作業 a
下の一覧から、「wire」という文字列を含む行をすべて抜き出してほしい。

本文

________________________________________

立川談志師匠「信用というのは理不尽の連続だ!」立川志の輔、駆け出し時代のエピソードを振り返る

放送作家・脚本家の小山薫堂とフリーアナウンサーの宇賀なつみがパーソナリティをつとめるTOKYO FMのラジオ番組「日本郵便 SUNDAY’S POST」(毎週日曜15:00~15:50)。3月3日(日)の放送は、落語家の立川志の輔(たてかわ・しのすけ)さんをゲストに迎えて、お届けしました。

(左から)小山薫堂、立川志の輔さん、宇賀なつみ

◆談志門下入門は「波乱の人生の始まり」

1954年生まれ、富山県出身の志の輔さん。もともと落語にあまり興味がなかったという志の輔さんが、落語に興味を持つきっかけとなったのは、明治大学入学時のサークル勧誘でした。

落語研究会に入った理由について、「三宅裕司さんが私の2年上なんですけど。立て看板を持った先輩が『あなた新入生? こっちこっち、105号室、こっちに来て』って言われてついて行くと、高座が作ってあって。三宅さんをはじめ、2年先輩の人たちが落語をやっているんです。そうすると、若者たちが100人以上集まっていて、同じところでドーン、ドーンと笑うんですよ。“この人が言うひと言でこの塊が笑うんだ、これが落語か!”と思って、その一瞬で虜になったようなものですね」と振り返ります。

それを聞いた小山から「師匠を(落研に)引っ張って行った人が、落語会の歴史を変えた人じゃないですか(笑)。その方のことはもう覚えていないですよね?」と質問が。その人は志の輔さんの1年先輩だといい「今は新潟で自転車屋の跡取りになっています。毎回、新潟公演で彼と会うと、『俺がお前を引っ張って行ってやったんだぞ』と恩着せがましく言われますね(笑)」と話します。

宇賀が「いつ頃から本格的に落語家を目指そうと思われていたんですか?」と尋ねると、「落語を一生懸命覚えて、若いうちにいっぱい楽しい話を頭の中に入れておこうと素人了見で思いましたけど、プロになろうとは1回も思っていなかったんですよ」と志の輔さん。

大学卒業後、“演劇を勉強してみたい”という思いから劇団に所属し、2年間芝居の勉強に励んでいたものの、たまたま飲み屋で出会った広告会社の人から「うちの会社に来ない?」と誘われたのがきっかけで、広告代理店に勤務することに。

________________________________________

一覧

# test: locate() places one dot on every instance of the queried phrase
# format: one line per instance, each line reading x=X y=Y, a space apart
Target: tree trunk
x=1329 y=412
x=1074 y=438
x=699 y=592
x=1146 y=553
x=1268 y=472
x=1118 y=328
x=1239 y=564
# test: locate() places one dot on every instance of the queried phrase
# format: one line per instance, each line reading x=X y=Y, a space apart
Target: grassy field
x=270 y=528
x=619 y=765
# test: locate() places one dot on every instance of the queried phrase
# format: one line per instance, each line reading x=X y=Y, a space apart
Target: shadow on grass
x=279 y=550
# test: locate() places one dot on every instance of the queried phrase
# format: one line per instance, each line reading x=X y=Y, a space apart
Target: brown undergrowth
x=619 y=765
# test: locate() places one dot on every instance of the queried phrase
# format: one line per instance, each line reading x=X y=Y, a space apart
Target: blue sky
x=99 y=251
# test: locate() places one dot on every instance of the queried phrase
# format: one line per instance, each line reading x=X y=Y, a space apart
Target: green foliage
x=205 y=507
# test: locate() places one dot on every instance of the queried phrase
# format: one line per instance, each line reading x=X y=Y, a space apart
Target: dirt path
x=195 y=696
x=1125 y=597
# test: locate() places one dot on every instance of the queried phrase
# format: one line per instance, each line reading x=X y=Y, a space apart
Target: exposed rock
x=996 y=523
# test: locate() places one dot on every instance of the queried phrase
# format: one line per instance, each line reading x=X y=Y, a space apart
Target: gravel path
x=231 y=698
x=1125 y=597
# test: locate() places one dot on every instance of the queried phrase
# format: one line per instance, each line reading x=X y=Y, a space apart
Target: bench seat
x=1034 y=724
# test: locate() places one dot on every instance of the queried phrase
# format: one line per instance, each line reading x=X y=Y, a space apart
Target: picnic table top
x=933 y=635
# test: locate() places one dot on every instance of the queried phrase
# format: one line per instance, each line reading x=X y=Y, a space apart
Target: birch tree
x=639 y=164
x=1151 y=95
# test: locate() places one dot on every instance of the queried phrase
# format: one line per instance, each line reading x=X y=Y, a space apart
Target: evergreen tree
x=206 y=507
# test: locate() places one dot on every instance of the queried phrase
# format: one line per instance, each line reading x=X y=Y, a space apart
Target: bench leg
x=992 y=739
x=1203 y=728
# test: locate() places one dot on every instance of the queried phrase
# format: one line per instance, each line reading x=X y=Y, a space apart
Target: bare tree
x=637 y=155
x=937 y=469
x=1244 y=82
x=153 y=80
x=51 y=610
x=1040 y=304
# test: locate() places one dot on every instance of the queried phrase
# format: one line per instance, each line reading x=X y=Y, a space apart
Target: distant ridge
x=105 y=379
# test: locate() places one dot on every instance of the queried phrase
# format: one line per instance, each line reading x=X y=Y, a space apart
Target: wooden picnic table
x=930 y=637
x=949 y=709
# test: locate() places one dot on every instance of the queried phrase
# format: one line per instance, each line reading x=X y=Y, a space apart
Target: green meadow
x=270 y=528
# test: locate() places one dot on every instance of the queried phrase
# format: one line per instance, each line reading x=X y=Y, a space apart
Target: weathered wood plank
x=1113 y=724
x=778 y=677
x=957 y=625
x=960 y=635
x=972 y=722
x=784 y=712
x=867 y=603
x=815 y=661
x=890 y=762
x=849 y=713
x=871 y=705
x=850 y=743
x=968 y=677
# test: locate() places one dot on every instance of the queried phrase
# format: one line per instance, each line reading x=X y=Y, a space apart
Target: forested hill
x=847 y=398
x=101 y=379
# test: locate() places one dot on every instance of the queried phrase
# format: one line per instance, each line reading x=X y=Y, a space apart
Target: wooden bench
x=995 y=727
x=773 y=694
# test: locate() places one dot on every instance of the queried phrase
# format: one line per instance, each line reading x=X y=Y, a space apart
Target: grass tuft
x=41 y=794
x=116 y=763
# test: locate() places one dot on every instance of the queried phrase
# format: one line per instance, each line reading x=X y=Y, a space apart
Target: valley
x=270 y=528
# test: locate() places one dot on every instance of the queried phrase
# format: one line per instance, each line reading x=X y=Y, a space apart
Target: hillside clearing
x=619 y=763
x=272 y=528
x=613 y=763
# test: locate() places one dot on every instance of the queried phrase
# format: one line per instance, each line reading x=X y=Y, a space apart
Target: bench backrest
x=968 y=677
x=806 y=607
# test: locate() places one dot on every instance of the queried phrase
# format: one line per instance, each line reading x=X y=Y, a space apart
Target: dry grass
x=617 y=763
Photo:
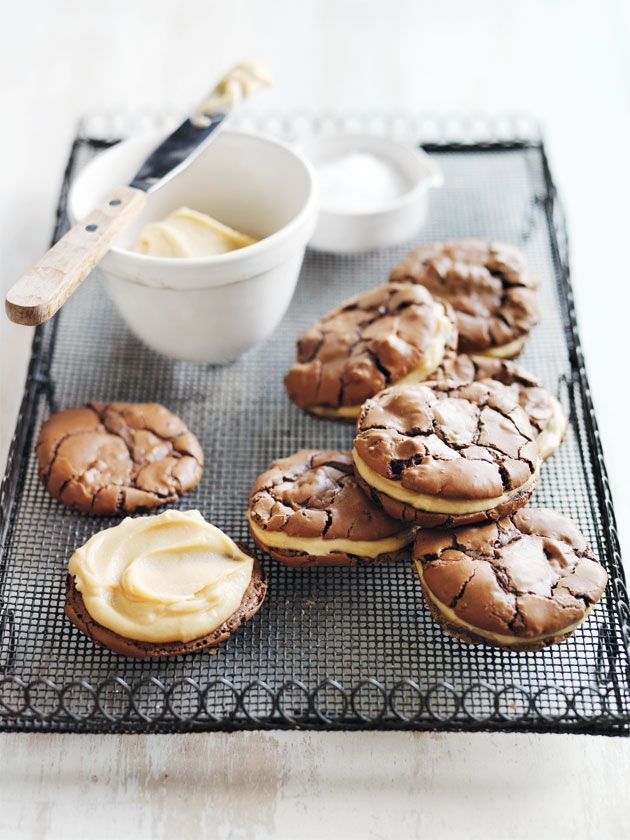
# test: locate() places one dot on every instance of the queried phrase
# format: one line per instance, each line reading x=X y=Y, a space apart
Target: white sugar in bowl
x=374 y=192
x=209 y=309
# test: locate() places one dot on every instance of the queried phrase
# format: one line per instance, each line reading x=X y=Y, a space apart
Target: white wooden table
x=566 y=62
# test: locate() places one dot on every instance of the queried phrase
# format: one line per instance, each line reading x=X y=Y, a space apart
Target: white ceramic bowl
x=214 y=308
x=398 y=219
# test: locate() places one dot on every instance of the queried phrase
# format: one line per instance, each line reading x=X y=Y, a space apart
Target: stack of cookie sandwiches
x=151 y=586
x=449 y=445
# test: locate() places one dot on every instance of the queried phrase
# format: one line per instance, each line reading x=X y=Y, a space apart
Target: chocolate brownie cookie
x=162 y=585
x=489 y=286
x=524 y=582
x=77 y=613
x=398 y=332
x=440 y=455
x=307 y=510
x=543 y=409
x=111 y=458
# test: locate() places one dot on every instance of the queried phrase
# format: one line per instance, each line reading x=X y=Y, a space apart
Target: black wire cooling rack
x=331 y=648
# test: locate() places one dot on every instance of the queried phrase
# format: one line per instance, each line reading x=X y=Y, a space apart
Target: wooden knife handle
x=40 y=292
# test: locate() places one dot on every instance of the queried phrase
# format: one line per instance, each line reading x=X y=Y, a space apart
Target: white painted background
x=564 y=61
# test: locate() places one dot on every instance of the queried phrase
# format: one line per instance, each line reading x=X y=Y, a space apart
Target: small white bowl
x=340 y=231
x=210 y=309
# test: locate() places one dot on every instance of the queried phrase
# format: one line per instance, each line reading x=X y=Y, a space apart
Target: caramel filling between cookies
x=432 y=504
x=433 y=356
x=319 y=547
x=551 y=436
x=505 y=351
x=500 y=638
x=166 y=578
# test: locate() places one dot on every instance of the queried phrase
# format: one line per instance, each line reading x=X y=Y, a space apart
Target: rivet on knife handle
x=40 y=292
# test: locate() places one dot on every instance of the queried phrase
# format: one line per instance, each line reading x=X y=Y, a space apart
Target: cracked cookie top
x=540 y=405
x=368 y=343
x=464 y=442
x=488 y=284
x=315 y=494
x=529 y=574
x=110 y=458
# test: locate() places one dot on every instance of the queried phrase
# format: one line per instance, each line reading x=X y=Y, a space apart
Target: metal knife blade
x=178 y=150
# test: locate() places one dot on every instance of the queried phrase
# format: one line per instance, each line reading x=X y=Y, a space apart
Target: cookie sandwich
x=162 y=585
x=114 y=458
x=543 y=409
x=396 y=333
x=489 y=286
x=308 y=510
x=440 y=455
x=521 y=583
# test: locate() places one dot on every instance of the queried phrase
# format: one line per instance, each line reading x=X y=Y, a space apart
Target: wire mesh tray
x=331 y=648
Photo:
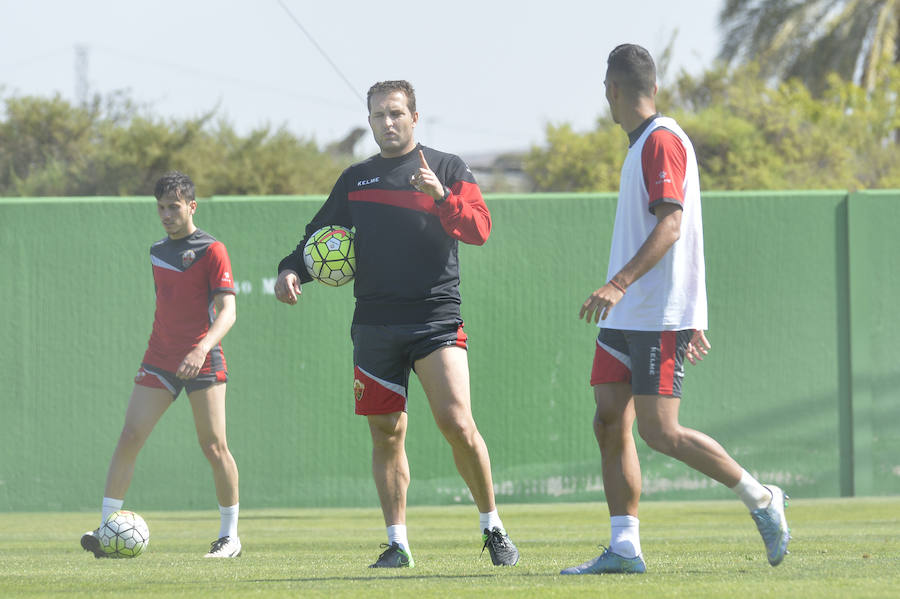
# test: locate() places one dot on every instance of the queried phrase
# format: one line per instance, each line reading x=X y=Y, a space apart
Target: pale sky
x=489 y=75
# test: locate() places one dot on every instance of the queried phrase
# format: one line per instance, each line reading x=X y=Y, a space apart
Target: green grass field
x=841 y=548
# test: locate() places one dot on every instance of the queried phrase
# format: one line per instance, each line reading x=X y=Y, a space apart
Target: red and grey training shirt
x=188 y=273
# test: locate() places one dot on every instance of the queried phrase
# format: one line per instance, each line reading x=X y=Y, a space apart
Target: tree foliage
x=748 y=135
x=49 y=147
x=810 y=39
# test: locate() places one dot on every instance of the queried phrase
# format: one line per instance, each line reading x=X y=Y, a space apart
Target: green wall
x=802 y=384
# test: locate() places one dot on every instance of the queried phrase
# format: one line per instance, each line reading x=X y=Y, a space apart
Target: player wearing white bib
x=653 y=309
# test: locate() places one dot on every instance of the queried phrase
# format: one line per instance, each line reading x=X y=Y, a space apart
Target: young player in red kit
x=195 y=308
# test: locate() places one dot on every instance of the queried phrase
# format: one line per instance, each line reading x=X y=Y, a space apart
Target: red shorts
x=652 y=361
x=383 y=356
x=157 y=378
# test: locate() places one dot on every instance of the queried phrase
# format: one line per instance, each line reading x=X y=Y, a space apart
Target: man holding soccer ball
x=653 y=309
x=411 y=206
x=195 y=308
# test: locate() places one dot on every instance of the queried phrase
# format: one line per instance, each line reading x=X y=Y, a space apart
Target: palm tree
x=857 y=39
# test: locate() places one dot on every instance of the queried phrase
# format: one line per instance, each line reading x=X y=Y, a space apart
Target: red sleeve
x=664 y=161
x=221 y=279
x=464 y=215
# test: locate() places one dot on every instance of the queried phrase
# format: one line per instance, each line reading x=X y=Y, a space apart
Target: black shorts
x=157 y=378
x=383 y=356
x=652 y=361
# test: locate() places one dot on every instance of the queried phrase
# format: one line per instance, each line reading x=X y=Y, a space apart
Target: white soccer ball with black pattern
x=329 y=255
x=124 y=534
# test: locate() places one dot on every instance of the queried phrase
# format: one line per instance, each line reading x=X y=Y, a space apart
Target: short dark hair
x=633 y=67
x=176 y=184
x=398 y=85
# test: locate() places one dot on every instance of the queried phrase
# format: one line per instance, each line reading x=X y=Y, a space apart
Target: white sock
x=751 y=492
x=489 y=520
x=228 y=525
x=625 y=536
x=110 y=505
x=397 y=534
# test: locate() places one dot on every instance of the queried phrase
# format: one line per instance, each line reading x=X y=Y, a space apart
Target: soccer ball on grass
x=329 y=255
x=124 y=534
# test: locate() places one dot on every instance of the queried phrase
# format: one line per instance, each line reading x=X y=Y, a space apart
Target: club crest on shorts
x=187 y=258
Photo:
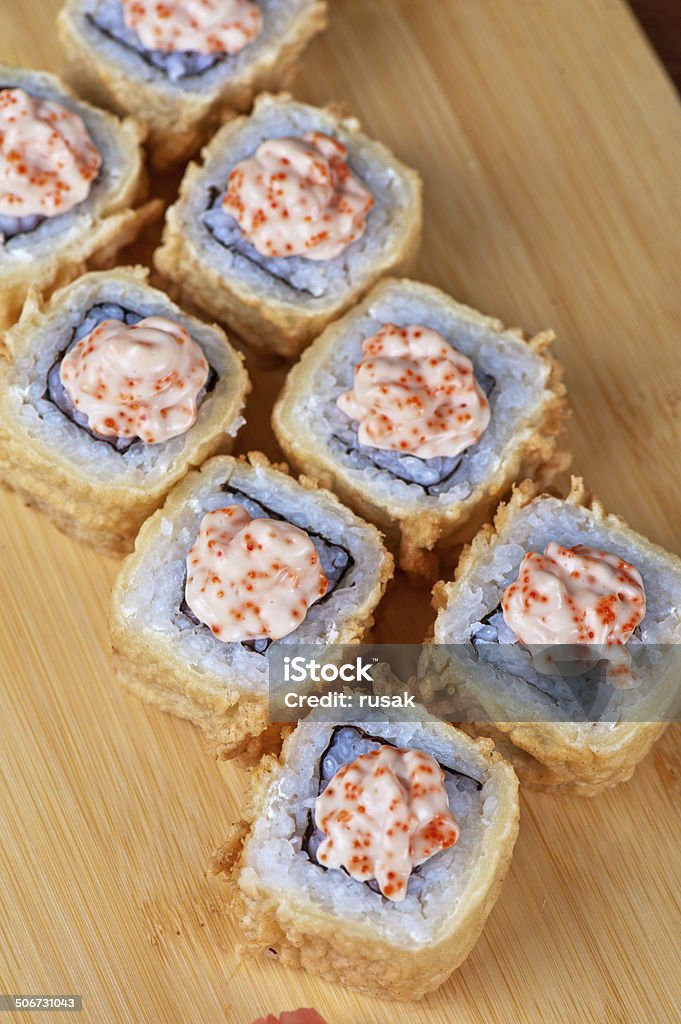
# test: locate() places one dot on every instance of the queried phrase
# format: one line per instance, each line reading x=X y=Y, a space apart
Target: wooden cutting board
x=550 y=142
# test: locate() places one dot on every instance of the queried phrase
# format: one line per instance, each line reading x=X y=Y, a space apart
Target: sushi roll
x=420 y=413
x=71 y=176
x=293 y=215
x=241 y=559
x=435 y=817
x=559 y=638
x=180 y=67
x=109 y=394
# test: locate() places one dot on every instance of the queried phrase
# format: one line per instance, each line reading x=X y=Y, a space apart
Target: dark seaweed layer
x=336 y=560
x=433 y=475
x=12 y=227
x=586 y=685
x=226 y=231
x=175 y=66
x=330 y=763
x=56 y=393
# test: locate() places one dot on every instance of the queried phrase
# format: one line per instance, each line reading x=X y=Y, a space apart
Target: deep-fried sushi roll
x=241 y=558
x=374 y=853
x=293 y=215
x=182 y=67
x=109 y=395
x=561 y=628
x=420 y=413
x=70 y=178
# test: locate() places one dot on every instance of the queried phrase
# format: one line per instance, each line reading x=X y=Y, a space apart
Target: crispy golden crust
x=117 y=221
x=349 y=950
x=416 y=535
x=284 y=328
x=232 y=717
x=559 y=757
x=102 y=514
x=179 y=121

________________________________________

作業 b
上の本文によると、志の輔さんが大学で落語研究会に入ったのはなぜか。1〜3文で説明してほしい。

最終回答 a
Target: black wire cooling rack
Target: wire mesh tray

最終回答 b
明治大学入学時のサークル勧誘で先輩に105号室へ連れて行かれると、高座が作ってあり、三宅裕司さんら2年先輩が落語をやっていた。100人以上集まった若者たちが同じところでドーンと笑うのを見て、「この人が言うひと言でこの塊が笑うんだ、これが落語か!」と思い、その一瞬で虜になったからである。